Records:
========================================================================

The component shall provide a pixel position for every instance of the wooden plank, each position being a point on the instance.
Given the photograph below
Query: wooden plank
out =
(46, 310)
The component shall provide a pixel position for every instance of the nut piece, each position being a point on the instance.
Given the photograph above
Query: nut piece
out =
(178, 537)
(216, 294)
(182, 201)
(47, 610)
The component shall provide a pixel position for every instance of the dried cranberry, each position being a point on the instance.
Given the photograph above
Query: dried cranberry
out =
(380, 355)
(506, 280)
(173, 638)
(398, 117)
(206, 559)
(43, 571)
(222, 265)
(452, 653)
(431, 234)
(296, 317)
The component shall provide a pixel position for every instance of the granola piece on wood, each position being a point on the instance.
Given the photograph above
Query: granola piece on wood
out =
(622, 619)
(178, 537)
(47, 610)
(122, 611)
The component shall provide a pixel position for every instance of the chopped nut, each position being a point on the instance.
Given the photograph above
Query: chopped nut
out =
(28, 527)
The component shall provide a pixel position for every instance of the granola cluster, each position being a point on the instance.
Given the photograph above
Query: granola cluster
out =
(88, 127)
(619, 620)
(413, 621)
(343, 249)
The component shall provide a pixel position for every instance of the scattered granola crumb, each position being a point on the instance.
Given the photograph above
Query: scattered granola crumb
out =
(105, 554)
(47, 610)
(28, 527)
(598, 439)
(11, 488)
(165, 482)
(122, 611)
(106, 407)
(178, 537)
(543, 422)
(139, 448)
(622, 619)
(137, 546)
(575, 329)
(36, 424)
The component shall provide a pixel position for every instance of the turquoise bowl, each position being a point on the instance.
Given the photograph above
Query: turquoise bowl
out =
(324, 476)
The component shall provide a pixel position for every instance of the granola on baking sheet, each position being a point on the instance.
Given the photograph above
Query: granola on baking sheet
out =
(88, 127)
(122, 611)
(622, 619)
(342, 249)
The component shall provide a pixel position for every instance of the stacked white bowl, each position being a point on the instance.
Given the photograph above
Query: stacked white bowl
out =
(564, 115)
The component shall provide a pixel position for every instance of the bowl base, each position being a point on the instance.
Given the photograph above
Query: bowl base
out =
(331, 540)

========================================================================

Problem to work on:
Each line of the material above needs to be quoted exactly, please.

Answer to this problem:
The component shall provide a pixel position for every instance of the wooden plank, each position being a point on the instance.
Given the photograph below
Query: wooden plank
out =
(46, 310)
The component shall provide a pixel position for every instance of the nut piece, each position being a point on the instance.
Given the photograph above
Query: nut piece
out =
(178, 537)
(216, 294)
(182, 201)
(47, 610)
The component shall provide a pixel position for every instance of the dried cranberry, each position being a point on the instance.
Given the photograph above
Query: dried cranberry
out =
(380, 355)
(506, 280)
(173, 638)
(398, 117)
(206, 559)
(43, 571)
(222, 265)
(452, 653)
(431, 234)
(296, 317)
The component shall provide a pixel position for every instance of the granola piece on wood, each position being a point on the instance.
Given the photograph above
Query: granola piece on wood
out =
(622, 619)
(178, 537)
(47, 610)
(122, 611)
The component shall provide a pixel position for every instance of the chopped nut, each position being a point on the instance.
Given the photograph above
Query: chopped nut
out =
(28, 527)
The component shall provide a pixel position for every instance of the granola cluster, each position being a point on the instance.
Given the photograph above
Query: granola cluster
out =
(88, 127)
(619, 620)
(413, 621)
(343, 249)
The component shall provide a pixel position for every instance of the scattered granola crumb, each position being a point on the instance.
Given the photograph above
Query: scattered granola crumb
out =
(105, 554)
(47, 610)
(28, 527)
(598, 439)
(11, 488)
(165, 482)
(122, 611)
(106, 407)
(178, 537)
(543, 422)
(139, 448)
(622, 619)
(137, 546)
(575, 329)
(36, 424)
The component shall provide a pixel position for every instance of the turquoise bowl, each position being a point on the instance.
Given the photograph above
Query: turquoise bowl
out =
(324, 476)
The component shall provide a pixel position for every instance of the granola on baking sheet, each position being a point on the instance.
Given the photograph above
Query: granola on baking sheet
out =
(88, 127)
(122, 611)
(622, 619)
(342, 249)
The component shall provide a pixel position for every instance of the stacked white bowl, each position being a point on the instance.
Given the photograph above
Query: stacked white bowl
out =
(564, 115)
The component shall provide a pixel position for every instance of the bowl base, each position being a point on the instance.
Given the photograph above
Query: bowl base
out =
(331, 540)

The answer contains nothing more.